# 作業内容
以下のレコードすべてについて、「camera-trap log」を「field survey log」に置き換え、ほかは一切変えずに再掲してください。画像は解答から省いてください。

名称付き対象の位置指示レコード
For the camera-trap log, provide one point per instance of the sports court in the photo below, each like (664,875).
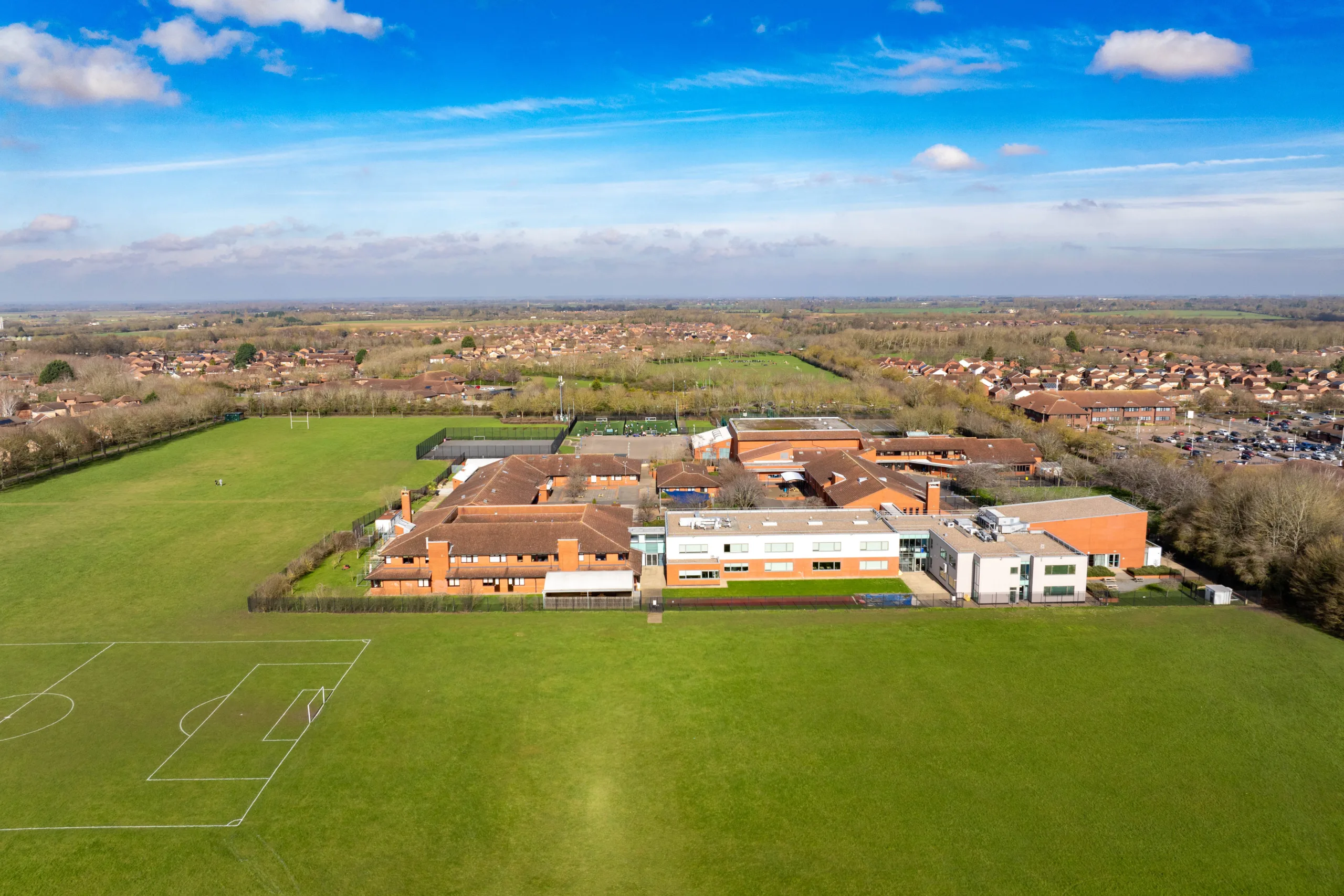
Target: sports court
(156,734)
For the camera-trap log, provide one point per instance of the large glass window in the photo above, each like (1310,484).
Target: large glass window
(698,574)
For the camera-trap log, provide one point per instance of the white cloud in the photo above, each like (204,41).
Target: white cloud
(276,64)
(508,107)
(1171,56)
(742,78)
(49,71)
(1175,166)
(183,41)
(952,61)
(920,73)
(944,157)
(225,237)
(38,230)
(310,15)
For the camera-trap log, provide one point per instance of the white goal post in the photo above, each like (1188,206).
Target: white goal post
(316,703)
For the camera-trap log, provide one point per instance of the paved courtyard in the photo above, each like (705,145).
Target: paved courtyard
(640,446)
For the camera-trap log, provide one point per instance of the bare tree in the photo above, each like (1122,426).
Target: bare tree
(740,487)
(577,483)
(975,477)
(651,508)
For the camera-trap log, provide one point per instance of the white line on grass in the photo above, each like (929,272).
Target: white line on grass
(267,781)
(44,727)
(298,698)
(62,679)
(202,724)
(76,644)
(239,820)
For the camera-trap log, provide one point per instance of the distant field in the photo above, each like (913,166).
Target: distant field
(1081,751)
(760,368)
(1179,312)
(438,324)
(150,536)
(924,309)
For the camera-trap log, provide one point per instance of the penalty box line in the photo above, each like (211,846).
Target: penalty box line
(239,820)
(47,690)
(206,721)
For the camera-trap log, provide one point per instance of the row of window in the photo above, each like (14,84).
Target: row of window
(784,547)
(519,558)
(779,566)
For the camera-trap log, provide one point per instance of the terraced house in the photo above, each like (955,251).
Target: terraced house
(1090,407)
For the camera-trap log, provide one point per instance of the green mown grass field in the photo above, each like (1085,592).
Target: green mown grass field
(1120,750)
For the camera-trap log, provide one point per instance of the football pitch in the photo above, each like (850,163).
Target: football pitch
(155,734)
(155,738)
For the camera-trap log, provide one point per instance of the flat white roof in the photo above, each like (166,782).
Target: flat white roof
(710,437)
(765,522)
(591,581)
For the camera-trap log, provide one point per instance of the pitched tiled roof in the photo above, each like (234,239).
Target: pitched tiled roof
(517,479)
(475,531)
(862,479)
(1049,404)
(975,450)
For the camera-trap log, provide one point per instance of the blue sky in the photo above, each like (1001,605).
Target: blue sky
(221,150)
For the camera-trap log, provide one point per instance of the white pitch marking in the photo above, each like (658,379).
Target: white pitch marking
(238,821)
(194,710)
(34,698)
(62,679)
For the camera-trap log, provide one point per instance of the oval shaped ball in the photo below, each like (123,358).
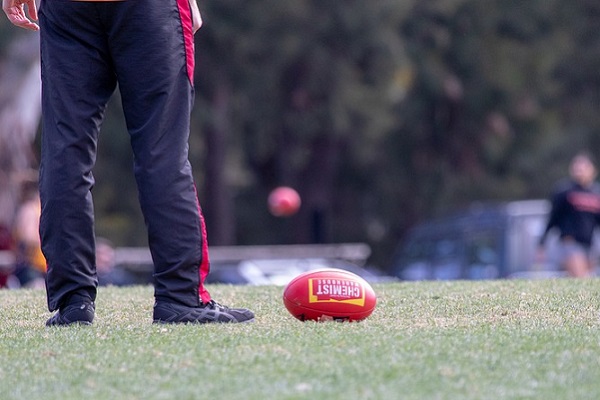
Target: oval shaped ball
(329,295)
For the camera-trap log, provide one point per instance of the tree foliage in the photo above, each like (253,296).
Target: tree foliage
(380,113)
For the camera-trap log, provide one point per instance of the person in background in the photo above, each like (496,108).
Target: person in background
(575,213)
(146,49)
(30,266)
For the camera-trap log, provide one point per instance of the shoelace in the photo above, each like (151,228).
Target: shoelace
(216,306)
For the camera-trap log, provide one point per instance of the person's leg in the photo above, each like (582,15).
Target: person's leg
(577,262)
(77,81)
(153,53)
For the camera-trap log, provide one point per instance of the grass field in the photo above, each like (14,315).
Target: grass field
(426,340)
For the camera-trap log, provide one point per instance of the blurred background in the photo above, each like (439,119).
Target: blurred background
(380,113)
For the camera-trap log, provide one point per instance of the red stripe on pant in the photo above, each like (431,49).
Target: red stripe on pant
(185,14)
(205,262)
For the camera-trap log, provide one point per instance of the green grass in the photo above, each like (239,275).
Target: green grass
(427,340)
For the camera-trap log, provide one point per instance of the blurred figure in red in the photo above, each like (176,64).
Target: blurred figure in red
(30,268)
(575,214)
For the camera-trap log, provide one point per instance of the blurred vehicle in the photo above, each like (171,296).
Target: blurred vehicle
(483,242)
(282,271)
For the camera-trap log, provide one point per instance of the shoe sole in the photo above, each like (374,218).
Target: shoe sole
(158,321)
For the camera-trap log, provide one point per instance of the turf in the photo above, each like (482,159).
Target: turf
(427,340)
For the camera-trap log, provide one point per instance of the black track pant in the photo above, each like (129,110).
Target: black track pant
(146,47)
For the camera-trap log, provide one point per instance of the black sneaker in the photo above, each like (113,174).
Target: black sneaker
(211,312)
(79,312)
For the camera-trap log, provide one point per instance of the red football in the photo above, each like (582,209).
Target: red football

# 解答
For the field survey log, provide one point per instance of the sports court in the photo below, each like (664,875).
Target: sports court
(156,734)
For the field survey log, provide one point per instance of the large glass window in the photo above, each like (1310,484).
Target: large glass window
(698,574)
For the field survey log, provide one point per instance of the white cloud in the photo above, each like (204,41).
Target: white cloud
(276,64)
(508,107)
(1171,56)
(742,78)
(49,71)
(1175,166)
(183,41)
(952,61)
(920,73)
(944,157)
(225,237)
(38,230)
(310,15)
For the field survey log, provide one point per instance of the white goal post in the photo above, each like (1188,206).
Target: white goal post
(316,703)
For the field survey log, provide one point per instance of the paved courtyard in the photo above, each like (705,145).
Target: paved courtyard
(640,446)
For the field survey log, provide one point per instance of the bare tree in the photo above, each like (1122,426).
Target: bare tree
(740,487)
(577,483)
(975,477)
(651,508)
For the field survey log, provide one point per instance of the white line on grass in the photo above, each like (929,272).
Target: white line on grass
(267,781)
(44,727)
(298,698)
(62,679)
(202,724)
(76,644)
(239,820)
For the field survey log, provide one point per instance of the distant field in the photo above, each like (913,166).
Target: distant field
(1081,751)
(760,368)
(1179,312)
(438,324)
(150,536)
(924,309)
For the field survey log, provide one point per instance of the penalty box line in the photo above, each like (211,846).
Target: penalty box line
(239,820)
(47,690)
(206,721)
For the field survey log, provide one point per instance of the row of window in the photo above, each like (14,84).
Target: row of window
(784,547)
(519,558)
(779,566)
For the field survey log, provide one point per instance of the terraced house in the photo above, each like (955,251).
Target: terraced house
(1090,407)
For the field survey log, provide one point per instance of the green mown grass field in the photo above, each like (1085,592).
Target: green mown grass field
(1120,750)
For the field survey log, provide one point per instance of the football pitch in the photo above, each like (850,163).
Target: football pitch
(155,734)
(155,738)
For the field survey log, provide one point per instance of the flat white roof in the photo above, each like (166,782).
Target: flat white roof
(710,437)
(765,522)
(591,581)
For the field survey log, provide one point per instance of the pitched tiled roof in the photo above, each like (234,239).
Target: pitched tiled roof
(517,479)
(475,531)
(862,479)
(1049,404)
(975,450)
For the field survey log, provide one point per instance of the blue sky in the photo above, each like (1001,605).
Target: blue sky
(221,150)
For the field survey log, provide one point per instance of the white pitch marking in the photo above, each like (658,379).
Target: white pitch marking
(238,821)
(194,710)
(34,698)
(62,679)
For the field survey log, provide one point per instance of the oval shaped ball in the photo below, each like (123,358).
Target: oval shaped ball
(329,295)
For the field survey log, provide one point per instance of the tree foliage in the photo above, each like (253,296).
Target: tree foliage
(380,113)
For the field survey log, provide one point per instance of the person in background in the photo above, each like (496,108).
Target: person in background
(575,213)
(146,49)
(30,266)
For the field survey log, provide one point per instance of the shoelace in the photo above, each like (151,228).
Target: shoelace
(216,306)
For the field survey log, provide one point per instance of the person's leg in the photo above, each like (582,15).
Target: person's leg
(577,262)
(77,81)
(153,53)
For the field survey log, provide one point per instance of the grass field in the photo above, each like (14,315).
Target: grass field
(426,340)
For the field survey log, provide one point per instance of the blurred background in the photo above, each like (439,119).
Target: blurred background
(380,113)
For the field survey log, provide one point per instance of the red stripe on pant in the photo above, each like (431,49).
Target: red stripe on pant
(185,14)
(205,262)
For the field survey log, provide one point per instance of the green grass in the photo above, each like (239,275).
Target: green grass
(427,340)
For the field survey log, provide one point per instance of the blurred figure in red in the photo above, each like (176,64).
Target: blurred figure in red
(30,268)
(575,214)
For the field survey log, provide one point per instance of the blurred vehicle in the photo above, each like (171,296).
Target: blurred vehicle
(483,242)
(282,271)
For the field survey log, provide one point per instance of the shoe sole in the photo above, each like (374,218).
Target: shoe sole
(158,321)
For the field survey log, provide one point per instance of the turf in the photo above, each like (482,159).
Target: turf
(427,340)
For the field survey log, provide one point per instance of the black track pant in the photo above, each like (129,110).
Target: black track pant
(146,47)
For the field survey log, provide one point per instance of the black sneaker in the photo above, each like (113,174).
Target: black sneaker
(211,312)
(79,312)
For the field survey log, provide one point per instance of the red football in the photo above, each like (582,209).
Target: red football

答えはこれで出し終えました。